TO DO: In the Domino health check article, which tab stores the list of Notes client versions in person documents?

SELECTED TEXT:
──────────
Table of Contents
The purpose of a Health Check is to perform a reasonably deep analysis of the Domino server configuration and underlying services it requires (such as hardware resource, disk and network). A thorough health check aims to identify where best practices could be implemented. It should also uncover any vulnerabilities that may compromise integrity, availability or confidentiality of the information served by Domino.
This article provides Administrators with a checklist to help them get started with performing a Health Check. Additionally, certain points are explorer in greater depth.
A health check compromises three key elements:
1. Inputs (Gathered by reviewing hardware and software configurations)
2. Analysis (A review of the inputs, in the context of your Domino environment)
3. Recommendations (Actions identified from the analysis phase)
High Level Checklist for Health Check
If you cover all these points, you will have performed a comprehensive health check:
- Inspect Server Hardware
- Inspect Server Configuration
- Inspect Domino Mail Routing
- Inspect SMTP Mail Routing
- Inspect Domino Replication
- Inspect Directory Services
- Inspect Domino Clustering
- Inspect Domino Security of Core Databases (names, admin4, events4)
- Inspect Domino Server Topology
- Inspect NOTES.INI files
- Inspect Server Logs
- Inspect Server Statistics
- Inspect Server Documents
- Inspect Connection Documents
- Inspect Server Configuration Documents
- Inspect Program Documents
- Inspect Active Server Tasks
- Report on Disaster Recovery Procedures
- Report on Backup Procedures
- Report on Number of Databases and Size
- Report on Database Activity
- Report on Agents and Runtime
Performing the Health Check
A health check is more than just looking at your environment. A good health check requires that you document your findings to be reviewed with your team or management. It is also a way to track your environment health. Throughout the rest of this document you will see not just the steps to perform the check, but guidelines on what data your report should include.
In order to provide some context to the health check it is useful to include high-level architecture diagrams. This will assist the reader to understand the key components that make up the Domino environment.
Diagrams should succinctly describe the following information to the reader:
- The number and physical location of Domino servers
- IP addresses/host names
- Domino clusters
- The client types accessing the environment
- The network environment
- External access (from the internet)
- Mail routing topology
- Replication topology
For additional information refer to LINK to Doc topic
Current Client Environment
Use this section to get a picture of the user base that the environment serves. Describe the approximate number of users and their access methods (Notes client, browser, mobile device etc.). Person documents inside the Domino Directory often contain a list of Notes client versions used to access the server if you are unsure which client types are in use. This information is stored in the Administration tab. You can also enable license tracking
to give you an easier way of reviewing this information.
──────────
DATASET RECORDS:
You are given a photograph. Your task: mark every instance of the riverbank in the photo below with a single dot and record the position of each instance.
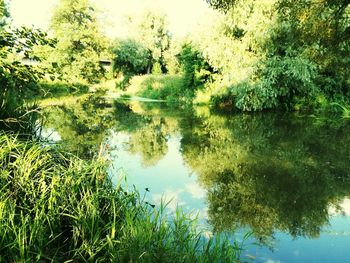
(57, 207)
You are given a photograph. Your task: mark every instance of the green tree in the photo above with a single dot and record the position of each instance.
(80, 43)
(275, 53)
(195, 68)
(130, 58)
(17, 80)
(151, 30)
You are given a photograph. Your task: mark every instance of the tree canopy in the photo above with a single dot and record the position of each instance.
(80, 43)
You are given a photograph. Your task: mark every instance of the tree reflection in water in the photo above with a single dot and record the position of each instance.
(269, 172)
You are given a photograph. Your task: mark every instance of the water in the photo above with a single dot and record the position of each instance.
(284, 177)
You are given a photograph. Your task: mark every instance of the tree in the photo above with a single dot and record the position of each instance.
(16, 79)
(80, 42)
(130, 57)
(152, 32)
(4, 14)
(195, 68)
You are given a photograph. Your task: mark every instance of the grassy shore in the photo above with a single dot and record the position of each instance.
(56, 207)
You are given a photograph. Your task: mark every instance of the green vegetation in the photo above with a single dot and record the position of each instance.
(56, 207)
(80, 44)
(169, 88)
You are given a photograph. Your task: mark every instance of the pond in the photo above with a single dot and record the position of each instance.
(284, 177)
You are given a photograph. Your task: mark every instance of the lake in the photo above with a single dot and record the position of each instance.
(283, 177)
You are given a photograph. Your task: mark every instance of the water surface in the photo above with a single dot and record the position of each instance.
(283, 177)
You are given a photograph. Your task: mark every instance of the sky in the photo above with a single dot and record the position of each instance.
(183, 15)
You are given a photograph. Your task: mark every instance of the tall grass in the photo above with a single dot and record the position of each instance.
(56, 207)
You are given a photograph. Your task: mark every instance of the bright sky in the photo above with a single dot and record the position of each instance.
(183, 14)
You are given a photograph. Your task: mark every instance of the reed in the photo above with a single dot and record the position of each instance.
(55, 207)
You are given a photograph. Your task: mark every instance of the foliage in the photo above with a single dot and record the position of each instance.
(130, 57)
(196, 70)
(271, 54)
(161, 87)
(56, 207)
(80, 43)
(16, 79)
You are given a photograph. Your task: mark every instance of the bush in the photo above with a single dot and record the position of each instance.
(161, 87)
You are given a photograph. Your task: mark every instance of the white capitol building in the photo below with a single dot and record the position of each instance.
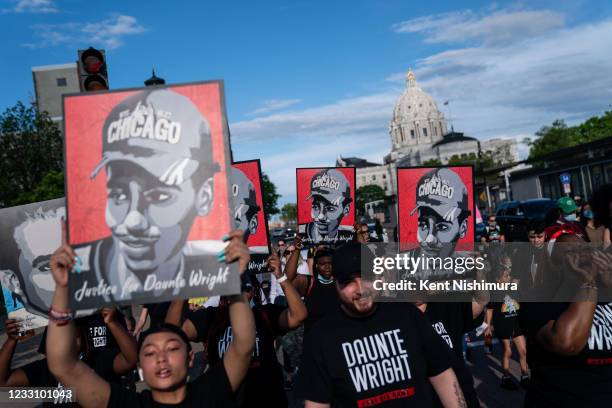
(419, 133)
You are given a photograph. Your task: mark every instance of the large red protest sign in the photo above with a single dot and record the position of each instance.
(147, 193)
(326, 204)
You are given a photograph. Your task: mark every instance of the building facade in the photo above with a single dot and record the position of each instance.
(419, 133)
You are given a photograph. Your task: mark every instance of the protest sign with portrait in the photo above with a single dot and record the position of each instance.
(326, 204)
(248, 213)
(29, 234)
(436, 211)
(147, 189)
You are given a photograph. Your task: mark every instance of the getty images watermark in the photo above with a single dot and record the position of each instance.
(449, 274)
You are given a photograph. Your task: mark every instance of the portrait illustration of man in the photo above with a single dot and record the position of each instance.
(157, 157)
(31, 234)
(244, 204)
(330, 201)
(442, 208)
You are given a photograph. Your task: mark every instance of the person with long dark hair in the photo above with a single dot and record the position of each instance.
(164, 352)
(212, 327)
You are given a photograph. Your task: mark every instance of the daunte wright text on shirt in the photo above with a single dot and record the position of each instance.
(377, 360)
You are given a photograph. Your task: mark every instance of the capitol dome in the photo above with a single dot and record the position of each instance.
(416, 119)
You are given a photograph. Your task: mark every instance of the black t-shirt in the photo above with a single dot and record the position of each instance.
(99, 336)
(584, 380)
(383, 359)
(38, 373)
(451, 321)
(265, 372)
(504, 310)
(320, 301)
(210, 390)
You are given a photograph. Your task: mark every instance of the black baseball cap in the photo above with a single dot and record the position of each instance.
(351, 260)
(163, 328)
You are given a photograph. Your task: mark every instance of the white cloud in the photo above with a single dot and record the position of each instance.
(273, 105)
(499, 27)
(519, 87)
(108, 33)
(506, 89)
(348, 117)
(33, 6)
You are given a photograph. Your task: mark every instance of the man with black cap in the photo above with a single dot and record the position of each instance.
(156, 150)
(330, 192)
(368, 353)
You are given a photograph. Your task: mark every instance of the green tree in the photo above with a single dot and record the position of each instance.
(560, 136)
(289, 212)
(365, 194)
(50, 187)
(270, 197)
(30, 149)
(432, 162)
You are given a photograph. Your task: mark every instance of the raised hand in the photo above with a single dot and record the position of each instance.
(274, 265)
(236, 250)
(297, 242)
(62, 261)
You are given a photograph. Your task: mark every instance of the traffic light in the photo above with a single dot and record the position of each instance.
(92, 70)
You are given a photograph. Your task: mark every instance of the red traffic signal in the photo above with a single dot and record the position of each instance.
(92, 70)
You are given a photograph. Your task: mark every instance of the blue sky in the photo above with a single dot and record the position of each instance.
(308, 80)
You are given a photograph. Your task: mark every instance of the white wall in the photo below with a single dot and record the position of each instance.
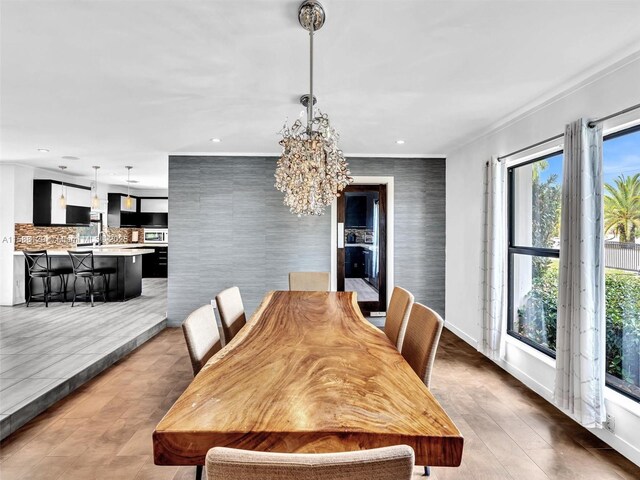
(609, 91)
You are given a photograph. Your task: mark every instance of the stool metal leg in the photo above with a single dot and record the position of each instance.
(29, 290)
(44, 295)
(75, 279)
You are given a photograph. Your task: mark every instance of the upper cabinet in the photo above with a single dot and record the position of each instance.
(154, 205)
(143, 212)
(47, 210)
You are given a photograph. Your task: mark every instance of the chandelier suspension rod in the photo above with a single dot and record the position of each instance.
(310, 101)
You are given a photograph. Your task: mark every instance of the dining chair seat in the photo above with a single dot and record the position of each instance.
(202, 336)
(387, 463)
(38, 265)
(398, 315)
(421, 342)
(232, 316)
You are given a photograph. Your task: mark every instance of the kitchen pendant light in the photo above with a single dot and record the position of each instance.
(128, 202)
(62, 202)
(95, 201)
(312, 170)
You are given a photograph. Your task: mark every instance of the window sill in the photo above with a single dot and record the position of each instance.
(530, 350)
(622, 401)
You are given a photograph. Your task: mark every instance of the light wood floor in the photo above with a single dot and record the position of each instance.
(47, 352)
(104, 429)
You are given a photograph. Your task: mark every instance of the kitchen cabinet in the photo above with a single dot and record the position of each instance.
(46, 204)
(144, 211)
(154, 265)
(354, 262)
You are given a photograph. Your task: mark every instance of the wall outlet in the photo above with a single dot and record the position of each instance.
(610, 424)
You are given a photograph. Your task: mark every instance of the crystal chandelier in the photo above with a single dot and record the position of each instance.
(312, 170)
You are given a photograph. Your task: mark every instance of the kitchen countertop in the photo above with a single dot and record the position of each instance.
(133, 245)
(99, 252)
(368, 246)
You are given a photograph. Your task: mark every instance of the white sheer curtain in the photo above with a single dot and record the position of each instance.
(580, 345)
(494, 246)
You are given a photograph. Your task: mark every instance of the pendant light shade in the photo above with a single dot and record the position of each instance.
(62, 202)
(95, 200)
(312, 170)
(128, 202)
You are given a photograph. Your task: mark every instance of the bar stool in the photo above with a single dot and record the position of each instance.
(39, 266)
(83, 267)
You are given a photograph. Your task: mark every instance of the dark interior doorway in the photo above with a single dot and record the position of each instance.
(362, 266)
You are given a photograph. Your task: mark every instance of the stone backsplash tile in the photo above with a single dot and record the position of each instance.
(30, 237)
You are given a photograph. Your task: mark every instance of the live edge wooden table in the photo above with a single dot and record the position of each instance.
(307, 374)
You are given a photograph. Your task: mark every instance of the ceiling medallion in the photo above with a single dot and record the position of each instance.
(312, 170)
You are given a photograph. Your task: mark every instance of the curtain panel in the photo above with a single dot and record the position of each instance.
(580, 345)
(494, 256)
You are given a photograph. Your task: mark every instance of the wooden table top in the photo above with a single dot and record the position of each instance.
(307, 374)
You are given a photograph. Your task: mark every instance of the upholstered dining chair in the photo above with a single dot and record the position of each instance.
(309, 281)
(421, 342)
(387, 463)
(202, 336)
(398, 315)
(231, 310)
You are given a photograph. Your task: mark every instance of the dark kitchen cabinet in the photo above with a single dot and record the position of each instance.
(154, 265)
(356, 212)
(153, 219)
(138, 215)
(354, 262)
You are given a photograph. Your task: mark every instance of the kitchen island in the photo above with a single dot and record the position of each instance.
(124, 284)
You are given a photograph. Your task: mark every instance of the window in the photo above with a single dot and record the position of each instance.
(534, 239)
(621, 172)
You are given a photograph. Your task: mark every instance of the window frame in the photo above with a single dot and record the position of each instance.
(612, 386)
(513, 249)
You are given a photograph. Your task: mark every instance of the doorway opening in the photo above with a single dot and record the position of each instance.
(362, 245)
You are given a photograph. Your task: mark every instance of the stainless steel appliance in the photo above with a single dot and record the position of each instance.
(156, 235)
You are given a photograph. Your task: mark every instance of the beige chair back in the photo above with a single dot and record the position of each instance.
(309, 281)
(231, 311)
(202, 336)
(398, 315)
(421, 340)
(388, 463)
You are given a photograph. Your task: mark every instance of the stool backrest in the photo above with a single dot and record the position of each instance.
(82, 262)
(37, 260)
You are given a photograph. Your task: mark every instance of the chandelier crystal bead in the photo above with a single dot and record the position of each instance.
(312, 170)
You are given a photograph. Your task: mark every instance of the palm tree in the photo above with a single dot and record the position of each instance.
(622, 207)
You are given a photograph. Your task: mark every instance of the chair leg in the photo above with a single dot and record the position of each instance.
(61, 287)
(44, 295)
(29, 291)
(75, 279)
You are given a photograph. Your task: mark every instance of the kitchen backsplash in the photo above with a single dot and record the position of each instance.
(30, 237)
(359, 235)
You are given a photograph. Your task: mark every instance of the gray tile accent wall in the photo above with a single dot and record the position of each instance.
(228, 226)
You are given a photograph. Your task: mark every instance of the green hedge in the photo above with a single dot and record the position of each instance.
(538, 314)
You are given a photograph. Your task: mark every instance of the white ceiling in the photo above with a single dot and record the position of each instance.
(120, 83)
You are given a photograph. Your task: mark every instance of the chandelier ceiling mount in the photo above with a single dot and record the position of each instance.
(312, 170)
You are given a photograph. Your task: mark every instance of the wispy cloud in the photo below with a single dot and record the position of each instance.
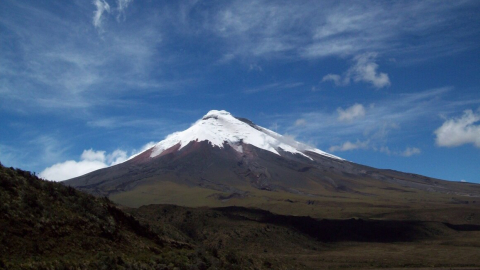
(382, 123)
(101, 7)
(122, 5)
(354, 112)
(90, 160)
(459, 131)
(348, 146)
(323, 29)
(363, 70)
(63, 65)
(273, 87)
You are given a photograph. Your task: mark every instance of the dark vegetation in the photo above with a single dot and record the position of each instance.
(46, 225)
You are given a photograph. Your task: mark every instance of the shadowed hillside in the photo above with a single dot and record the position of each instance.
(46, 225)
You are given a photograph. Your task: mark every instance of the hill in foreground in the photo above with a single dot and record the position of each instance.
(45, 225)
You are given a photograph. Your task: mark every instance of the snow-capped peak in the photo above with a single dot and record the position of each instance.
(220, 127)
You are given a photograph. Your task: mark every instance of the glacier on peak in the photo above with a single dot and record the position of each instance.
(219, 127)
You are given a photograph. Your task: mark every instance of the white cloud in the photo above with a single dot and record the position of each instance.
(90, 160)
(459, 131)
(300, 122)
(363, 70)
(410, 151)
(347, 146)
(102, 7)
(337, 79)
(121, 6)
(354, 112)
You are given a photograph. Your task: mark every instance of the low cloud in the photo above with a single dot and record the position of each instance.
(351, 113)
(300, 122)
(348, 146)
(363, 70)
(410, 151)
(90, 160)
(458, 131)
(121, 6)
(102, 7)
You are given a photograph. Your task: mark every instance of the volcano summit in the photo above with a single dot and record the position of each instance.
(225, 160)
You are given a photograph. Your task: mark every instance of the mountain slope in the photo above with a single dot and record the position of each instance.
(222, 160)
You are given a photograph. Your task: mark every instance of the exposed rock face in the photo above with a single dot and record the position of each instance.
(233, 155)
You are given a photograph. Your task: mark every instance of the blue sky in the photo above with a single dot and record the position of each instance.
(389, 84)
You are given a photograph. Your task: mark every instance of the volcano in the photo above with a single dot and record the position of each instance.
(225, 160)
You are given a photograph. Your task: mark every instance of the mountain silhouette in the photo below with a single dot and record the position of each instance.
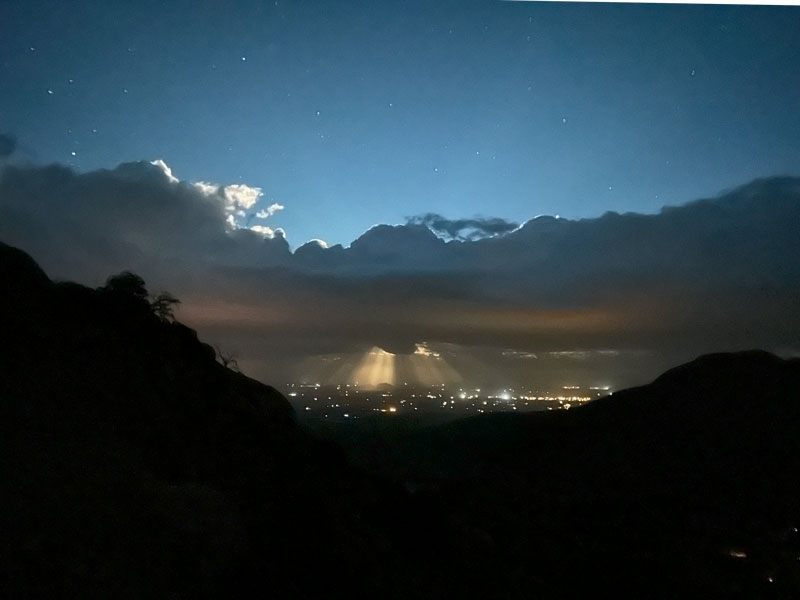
(133, 463)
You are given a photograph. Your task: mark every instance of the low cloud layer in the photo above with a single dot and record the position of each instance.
(630, 293)
(463, 229)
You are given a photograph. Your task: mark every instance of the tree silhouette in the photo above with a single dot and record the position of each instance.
(228, 359)
(163, 306)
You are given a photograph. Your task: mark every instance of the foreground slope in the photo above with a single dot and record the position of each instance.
(133, 463)
(686, 485)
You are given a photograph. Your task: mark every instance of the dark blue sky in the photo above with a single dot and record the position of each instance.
(350, 114)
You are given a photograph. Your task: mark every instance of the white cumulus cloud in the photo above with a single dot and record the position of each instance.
(270, 210)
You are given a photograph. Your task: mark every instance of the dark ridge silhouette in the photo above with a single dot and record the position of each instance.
(134, 464)
(688, 485)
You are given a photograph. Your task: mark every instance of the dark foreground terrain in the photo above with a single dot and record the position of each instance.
(134, 465)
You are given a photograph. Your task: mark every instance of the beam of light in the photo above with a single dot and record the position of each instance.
(429, 368)
(377, 367)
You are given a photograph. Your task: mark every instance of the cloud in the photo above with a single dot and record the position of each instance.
(633, 293)
(270, 210)
(8, 143)
(463, 229)
(165, 168)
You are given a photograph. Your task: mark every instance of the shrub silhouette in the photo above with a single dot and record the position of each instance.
(127, 283)
(163, 305)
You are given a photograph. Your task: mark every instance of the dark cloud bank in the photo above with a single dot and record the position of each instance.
(621, 295)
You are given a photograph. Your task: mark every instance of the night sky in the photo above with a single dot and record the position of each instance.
(318, 120)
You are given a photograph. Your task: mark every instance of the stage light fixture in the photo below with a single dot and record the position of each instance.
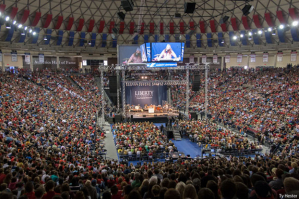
(8, 26)
(295, 23)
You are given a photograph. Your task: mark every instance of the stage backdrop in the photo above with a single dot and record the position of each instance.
(146, 95)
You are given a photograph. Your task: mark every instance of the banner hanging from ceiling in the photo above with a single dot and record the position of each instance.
(227, 58)
(14, 57)
(203, 59)
(293, 56)
(279, 56)
(27, 58)
(41, 58)
(265, 57)
(215, 59)
(252, 58)
(239, 58)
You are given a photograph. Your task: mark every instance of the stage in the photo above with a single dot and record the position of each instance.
(152, 117)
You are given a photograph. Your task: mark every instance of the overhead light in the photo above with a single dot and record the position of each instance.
(8, 26)
(295, 23)
(247, 9)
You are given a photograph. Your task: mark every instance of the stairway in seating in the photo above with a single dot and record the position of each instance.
(177, 135)
(74, 82)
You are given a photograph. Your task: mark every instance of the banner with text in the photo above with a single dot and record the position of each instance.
(41, 58)
(141, 95)
(293, 56)
(215, 59)
(265, 57)
(14, 57)
(239, 58)
(252, 58)
(279, 56)
(227, 58)
(27, 58)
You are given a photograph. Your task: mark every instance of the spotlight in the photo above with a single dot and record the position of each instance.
(295, 23)
(8, 26)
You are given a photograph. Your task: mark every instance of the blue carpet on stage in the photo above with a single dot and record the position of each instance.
(188, 147)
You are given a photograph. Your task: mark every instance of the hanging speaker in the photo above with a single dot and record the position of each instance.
(247, 9)
(223, 19)
(189, 7)
(121, 16)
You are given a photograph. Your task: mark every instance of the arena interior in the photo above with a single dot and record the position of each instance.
(149, 99)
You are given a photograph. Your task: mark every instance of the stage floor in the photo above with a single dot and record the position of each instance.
(140, 115)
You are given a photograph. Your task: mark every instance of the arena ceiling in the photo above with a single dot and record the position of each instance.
(94, 20)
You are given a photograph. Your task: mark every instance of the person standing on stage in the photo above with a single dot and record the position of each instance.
(167, 53)
(135, 57)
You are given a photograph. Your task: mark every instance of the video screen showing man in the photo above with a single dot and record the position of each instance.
(135, 57)
(167, 54)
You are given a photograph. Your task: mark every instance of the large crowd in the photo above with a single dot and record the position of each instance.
(141, 139)
(51, 146)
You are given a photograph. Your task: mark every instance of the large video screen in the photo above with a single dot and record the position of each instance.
(129, 54)
(142, 95)
(166, 52)
(143, 53)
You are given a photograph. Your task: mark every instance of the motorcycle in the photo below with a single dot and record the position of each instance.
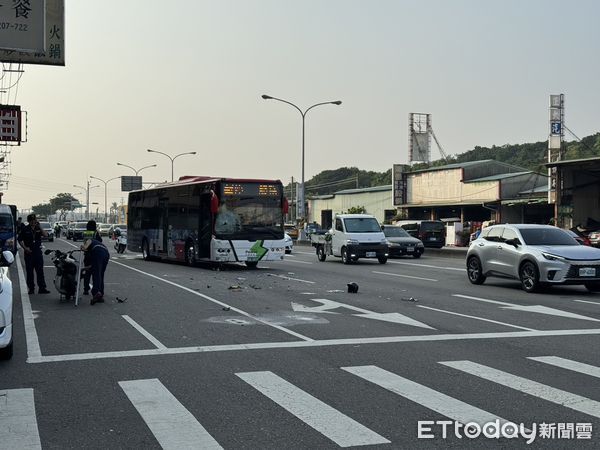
(68, 272)
(120, 241)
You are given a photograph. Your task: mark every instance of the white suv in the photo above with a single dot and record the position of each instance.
(6, 306)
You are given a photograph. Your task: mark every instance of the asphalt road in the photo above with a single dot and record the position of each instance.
(284, 357)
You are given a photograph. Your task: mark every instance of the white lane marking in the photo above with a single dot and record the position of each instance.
(285, 277)
(297, 261)
(327, 305)
(18, 423)
(315, 344)
(210, 299)
(477, 318)
(427, 266)
(403, 276)
(585, 301)
(31, 337)
(143, 332)
(170, 422)
(568, 364)
(539, 309)
(539, 390)
(334, 425)
(422, 395)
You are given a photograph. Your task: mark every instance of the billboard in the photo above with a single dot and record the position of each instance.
(53, 53)
(131, 183)
(22, 25)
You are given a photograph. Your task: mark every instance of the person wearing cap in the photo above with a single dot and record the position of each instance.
(90, 232)
(30, 238)
(98, 256)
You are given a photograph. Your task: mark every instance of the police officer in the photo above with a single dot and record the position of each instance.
(30, 238)
(90, 232)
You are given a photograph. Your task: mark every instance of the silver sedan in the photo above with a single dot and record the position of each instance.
(537, 255)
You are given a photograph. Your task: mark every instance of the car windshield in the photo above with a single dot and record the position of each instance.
(395, 232)
(362, 225)
(546, 236)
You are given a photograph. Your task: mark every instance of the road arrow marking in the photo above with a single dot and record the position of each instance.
(327, 305)
(532, 308)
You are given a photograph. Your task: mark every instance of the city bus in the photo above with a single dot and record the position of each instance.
(208, 219)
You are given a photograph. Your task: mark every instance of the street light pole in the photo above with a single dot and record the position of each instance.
(138, 170)
(105, 186)
(300, 205)
(172, 158)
──────────
ANSWER TO THE EXERCISE: The Administration tab.